* _Directions_:
Each record below should be output verbatim, without pictures.

* _Supplied data_:
<<<<

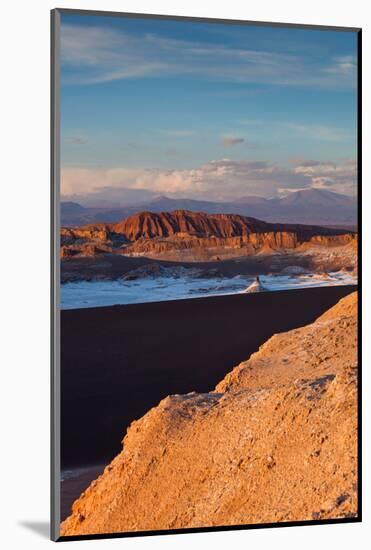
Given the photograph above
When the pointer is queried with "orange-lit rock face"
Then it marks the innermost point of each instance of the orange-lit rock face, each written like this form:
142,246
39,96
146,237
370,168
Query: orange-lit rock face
276,441
148,233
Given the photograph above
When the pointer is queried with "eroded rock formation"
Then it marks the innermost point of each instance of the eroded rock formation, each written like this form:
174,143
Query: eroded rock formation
276,441
194,234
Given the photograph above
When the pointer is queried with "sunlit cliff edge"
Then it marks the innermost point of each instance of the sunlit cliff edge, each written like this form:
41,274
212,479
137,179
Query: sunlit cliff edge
276,441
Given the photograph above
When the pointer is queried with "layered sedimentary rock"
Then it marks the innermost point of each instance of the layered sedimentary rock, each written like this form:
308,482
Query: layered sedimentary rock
276,441
192,233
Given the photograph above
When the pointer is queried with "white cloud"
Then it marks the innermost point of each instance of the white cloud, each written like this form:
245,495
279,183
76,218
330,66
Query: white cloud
101,54
232,140
216,180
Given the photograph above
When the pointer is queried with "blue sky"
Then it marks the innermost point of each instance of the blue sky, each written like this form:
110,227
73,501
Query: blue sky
204,110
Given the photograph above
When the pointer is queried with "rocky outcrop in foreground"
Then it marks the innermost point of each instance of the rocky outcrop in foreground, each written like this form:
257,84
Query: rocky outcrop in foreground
276,441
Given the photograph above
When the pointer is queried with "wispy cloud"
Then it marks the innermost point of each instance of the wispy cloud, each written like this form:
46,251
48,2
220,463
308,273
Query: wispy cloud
76,140
178,133
230,140
102,54
223,179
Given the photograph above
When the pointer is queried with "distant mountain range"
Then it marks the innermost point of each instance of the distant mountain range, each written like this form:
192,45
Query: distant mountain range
311,206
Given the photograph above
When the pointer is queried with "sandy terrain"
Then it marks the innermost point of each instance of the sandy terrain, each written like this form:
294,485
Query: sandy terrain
276,441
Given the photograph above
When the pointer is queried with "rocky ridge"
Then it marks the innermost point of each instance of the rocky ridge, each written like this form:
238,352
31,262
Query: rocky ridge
276,441
185,235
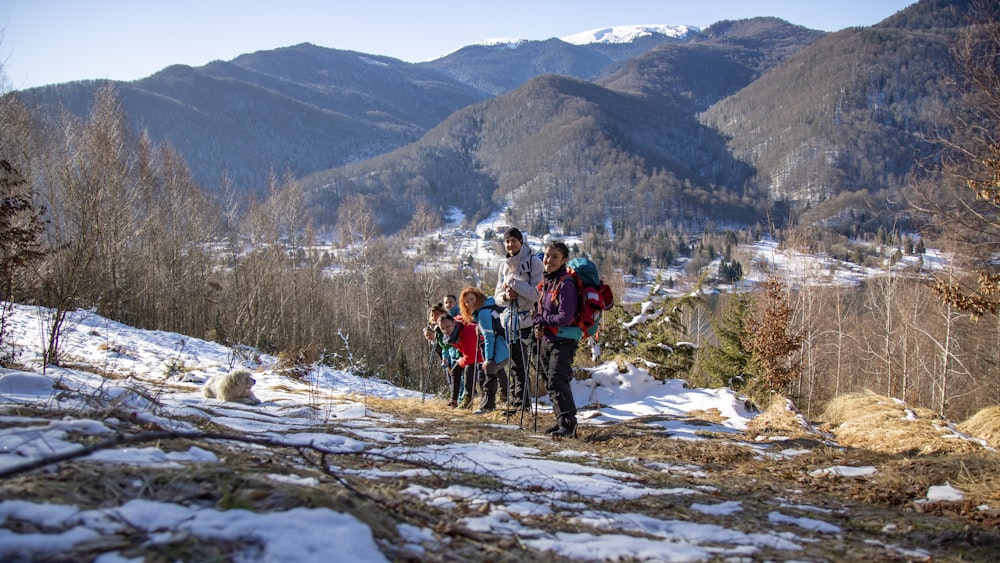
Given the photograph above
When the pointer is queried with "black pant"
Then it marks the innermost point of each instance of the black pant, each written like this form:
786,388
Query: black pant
456,373
520,355
557,371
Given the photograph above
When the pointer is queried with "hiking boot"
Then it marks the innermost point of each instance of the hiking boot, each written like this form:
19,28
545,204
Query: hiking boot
515,409
564,432
566,428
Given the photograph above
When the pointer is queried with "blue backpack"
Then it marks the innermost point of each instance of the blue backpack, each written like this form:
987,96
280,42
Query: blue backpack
595,296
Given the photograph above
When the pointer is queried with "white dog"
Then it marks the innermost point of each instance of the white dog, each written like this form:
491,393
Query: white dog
233,387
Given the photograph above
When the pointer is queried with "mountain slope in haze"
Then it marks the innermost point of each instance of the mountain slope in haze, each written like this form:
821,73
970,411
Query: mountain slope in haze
299,109
499,66
846,117
628,150
557,150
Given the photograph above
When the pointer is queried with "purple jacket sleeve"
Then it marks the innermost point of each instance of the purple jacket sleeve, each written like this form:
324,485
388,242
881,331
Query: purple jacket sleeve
562,315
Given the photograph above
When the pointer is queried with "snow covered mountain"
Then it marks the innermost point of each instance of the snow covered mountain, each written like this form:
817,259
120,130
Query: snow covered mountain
628,33
615,35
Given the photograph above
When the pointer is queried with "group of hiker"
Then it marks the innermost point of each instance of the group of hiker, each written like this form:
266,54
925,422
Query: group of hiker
529,317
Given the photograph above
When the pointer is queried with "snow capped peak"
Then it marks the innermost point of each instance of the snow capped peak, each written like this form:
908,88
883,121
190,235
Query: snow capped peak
504,42
627,33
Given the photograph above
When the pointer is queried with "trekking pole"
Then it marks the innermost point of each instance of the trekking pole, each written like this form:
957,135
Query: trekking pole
423,376
527,359
538,368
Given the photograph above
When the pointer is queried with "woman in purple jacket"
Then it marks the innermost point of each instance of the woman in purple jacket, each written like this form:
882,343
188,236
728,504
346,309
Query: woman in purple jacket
556,329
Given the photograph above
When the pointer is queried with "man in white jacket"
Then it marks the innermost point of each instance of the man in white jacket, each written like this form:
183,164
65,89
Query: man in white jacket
517,290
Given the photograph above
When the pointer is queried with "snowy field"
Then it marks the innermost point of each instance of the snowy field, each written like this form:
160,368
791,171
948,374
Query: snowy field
158,377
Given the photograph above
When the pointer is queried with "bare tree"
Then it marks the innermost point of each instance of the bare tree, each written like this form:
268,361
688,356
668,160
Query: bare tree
971,156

>>>>

* _Task output_:
Given the photograph above
When the pointer is queried with "orange-lit rock face"
Then it marks the innermost point of each instance of the orange-lit rock face, each written like this form:
142,246
39,96
146,237
370,168
Query: orange-lit rock face
276,441
148,233
Given the photograph above
When the pointer is queried with "eroded rock formation"
Then it marks the innermost point of each instance of the eroded rock formation, each written like this form:
174,143
Query: eroded rock formation
276,441
194,234
Given the photograph above
When the pointer is queried with "sunlit cliff edge"
Then it marks the innermost point of each instance of the sunlit cliff edge, each written like this form:
41,274
212,479
137,179
Query: sunlit cliff edge
276,441
Given the photograph above
When the pointer is queried with "layered sedimentary rock"
Then it marks the innermost point of each instance of the layered sedimentary rock, each written like this form:
308,482
Query: layered sedimentary rock
276,441
192,233
Given the photograph above
When the pointer is queried with "white cloud"
Then it marks the innermost point of each instance of the white cloud, each written like this form:
245,495
279,183
76,218
330,66
Query: white cloud
101,54
232,140
216,180
Given the photograph above
When the pointer is queried with "blue sky"
Then it marks the innermost point of each instance of the blue sky, each written like this form:
110,227
73,501
Query: blue sky
204,110
Given the photograph above
When the pointer is queried with "rocky outcrop in foreground"
Then it marks the innermost point of each instance of the rocky outcrop in foreground, each written like this form:
257,84
Query: rocky outcrop in foreground
276,441
Given the photograph above
When the pointer is queried with "wispy cloud"
Then it marks the innermost point of each instance of the wispy cloud, each written like this form:
46,251
48,2
220,463
308,273
Query: wispy cloud
76,140
178,133
230,140
102,54
223,179
Given the photograph above
When the pointer is queried with "distant mountain range"
Then it marks the innermost point of each instance of the distant mountain range, each written like this form:
192,45
Query: distant mountain range
311,206
Given the photograph above
When the pointer is queried with "sandy terrain"
Then it marks the innermost point of each instance of the sandy terrain, each written like this form:
294,485
Query: sandy terrain
276,441
Given the photograph above
When the pointer is queried with "rocky ridge"
Then it marks the innermost point of each instance of the rocky ridge, each written like this form:
238,352
31,262
Query: rocky ridge
276,441
185,235
Given the photograph above
When the pointer is queried with "black pant"
Then it marks the innermost point of each instance of the black pant, each written like this form:
786,388
Query: black pant
456,373
520,355
557,371
Given the photograph above
When the pointer is queried with "hiking boot"
Then it marks the innermost point of each instance of the hiking boot, each written like this form:
19,28
545,204
Query: hiking boot
515,409
564,432
566,428
Given the photograph above
When the pointer is queried with "blue backpack"
Then it marks the innermost point of each instance of the blue backpack, each written like this form:
987,96
280,42
Query: blue backpack
595,296
Given the photograph above
When the pointer is queried with "white dog"
Then it marks the innermost point of each instance of the white dog, each written like this form:
491,393
Query: white dog
233,387
Given the photograph above
When the pointer is queried with "mountain slope in haze"
Then it marks the innermost point of each instance of the mountain slope in haze, each written like this form:
821,73
970,411
Query: mountain slope in haze
299,109
499,66
846,117
628,150
557,150
Given the photograph above
When the pointer is queried with "purple jacket sleeve"
Then it marks the innermost point of each instance of the purple jacket sleeve, each written like this form:
324,485
388,242
881,331
Query: purple jacket sleeve
562,315
Given the photograph above
When the pointer is queried with "snow covered mountain"
Then it marks the innermost point of each instance of the snow covered mountain, each written like this form:
817,259
120,130
Query: snow covered mountain
628,33
615,35
Given the photograph above
When the pointer is queried with "group of hiker"
Then it marks the innermost point of each instance of the group of hiker, each written like this form:
266,54
925,422
Query: group of hiker
529,317
Given the photograph above
When the pointer is queried with "snow capped peak"
Then it marks the innermost point of each instance of the snow capped peak, each written like this form:
908,88
883,121
190,235
Query: snow capped peak
504,42
627,33
Given the photograph above
When the pointer is queried with "trekking pole"
Then it marks the innermost point of each instance of the trekking pole, each written like this form:
957,135
Query: trekking pole
423,376
527,359
538,368
Given the photograph above
When the pointer is queried with "woman in purple jacket"
Then it marks the innermost point of each instance of the woman in purple jacket, each written like this form:
882,343
188,236
728,504
346,309
Query: woman in purple jacket
556,329
Given the photograph above
When the pointer is queried with "man in white jacket"
Then it marks the innermost point of each instance of the man in white jacket, each written like this form:
183,164
65,89
Query: man in white jacket
517,290
Given the photograph above
When the pointer is queried with "snowy field"
Then it marks the innermost point of each instance of the snowy field, each written like this form:
160,368
791,171
948,374
Query: snowy field
158,377
Given the photograph above
When the pointer is queried with "bare tree"
Then it marks the innermost point of each instance of the bare tree, each written like this form:
268,361
688,356
668,160
Query: bare tree
971,156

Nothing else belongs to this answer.